(Text under study)

In a statement Mr Greig, who is also a director of Independent Print Limited, publisher of The Independent, said he wanted to “unreservedly apologise” for the intrusion. “The reporter was sent without my knowledge; it was a decision which was wrong,” he said. “Two journalists have been suspended and a full investigation is now being carried out. I would further like to apologise to members of the family and friends attending the service for this deplorable intrusion. I have already spoken personally to Ed Miliband and expressed my regret that such a terrible lapse of judgement should have taken place.”
The Press Complaints Commission Chairman Lord Hunt expressed “deep concern” over the Mail on Sunday’s attempts to speak to Mr Miliband’s relatives, while the regulator has had more than 700 formal complaints.
Sources in the Daily Mail Group said senior figures believed that Mr Dacre had “seriously miscalculated” his response to an article which dubbed Mr Miliband’s father as the “man who hated Britain”. Rather than simply allow Mr Miliband a right-to-reply, Mr Dacre ordered that the piece be reprinted alongside it – and ran an editorial describing his legacy as “evil”.
It led to attacks from across the political spectrum – and drew unwelcome attention to the Daily Mail’s own past as an enthusiastic supporter of fascism in the lead up to the Second World War.

(End Text under study)
(Extracted information)

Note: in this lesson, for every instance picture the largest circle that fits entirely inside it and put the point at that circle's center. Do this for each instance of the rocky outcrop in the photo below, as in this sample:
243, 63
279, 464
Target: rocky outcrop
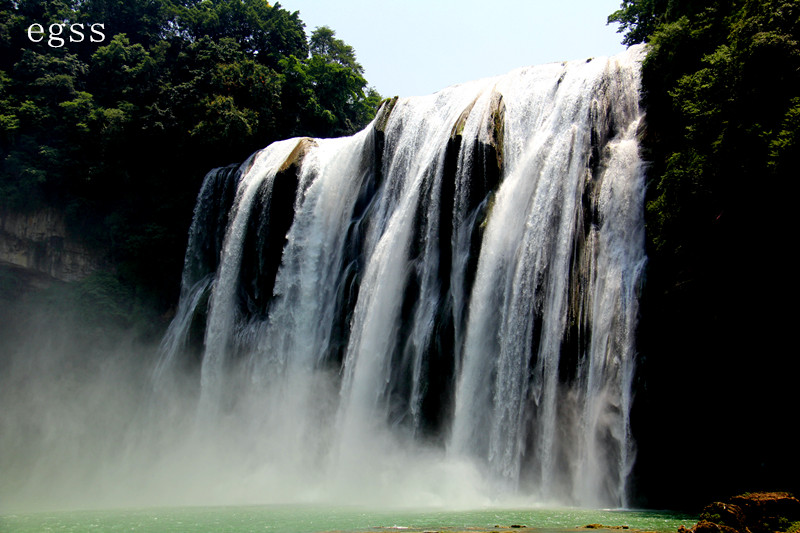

(End Extracted information)
(Extracted information)

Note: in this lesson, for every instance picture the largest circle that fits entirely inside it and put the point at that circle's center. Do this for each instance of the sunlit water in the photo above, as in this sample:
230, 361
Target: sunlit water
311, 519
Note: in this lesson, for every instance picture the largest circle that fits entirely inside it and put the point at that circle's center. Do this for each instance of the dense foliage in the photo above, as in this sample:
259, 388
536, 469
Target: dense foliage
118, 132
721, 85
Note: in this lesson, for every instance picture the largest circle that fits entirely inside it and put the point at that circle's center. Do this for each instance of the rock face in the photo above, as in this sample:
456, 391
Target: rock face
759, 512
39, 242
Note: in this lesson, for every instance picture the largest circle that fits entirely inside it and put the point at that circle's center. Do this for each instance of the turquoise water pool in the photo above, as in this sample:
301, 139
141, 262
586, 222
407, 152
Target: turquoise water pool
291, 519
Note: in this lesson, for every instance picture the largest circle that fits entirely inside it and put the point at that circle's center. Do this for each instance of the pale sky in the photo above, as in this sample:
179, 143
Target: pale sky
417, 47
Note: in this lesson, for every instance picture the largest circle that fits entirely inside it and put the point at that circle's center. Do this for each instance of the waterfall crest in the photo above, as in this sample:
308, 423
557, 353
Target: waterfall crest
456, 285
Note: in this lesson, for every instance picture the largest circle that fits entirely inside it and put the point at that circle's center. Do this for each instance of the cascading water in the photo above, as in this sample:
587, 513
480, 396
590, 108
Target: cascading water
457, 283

(End Extracted information)

▶ [Work order A]
Answer these questions using the newspaper apology text, one answer a line:
(i) How many journalists have been suspended?
(ii) How many formal complaints has the regulator had?
(iii) What word did the editorial use to describe the legacy of Mr Miliband's father?
▶ [Work order B] Quote the newspaper apology text between "The Press Complaints" and "700 formal complaints.", inclusive, without changing a word.

▶ [Exercise output A]
(i) Two.
(ii) More than 700.
(iii) "Evil."

▶ [Exercise output B]
The Press Complaints Commission Chairman Lord Hunt expressed “deep concern” over the Mail on Sunday’s attempts to speak to Mr Miliband’s relatives, while the regulator has had more than 700 formal complaints.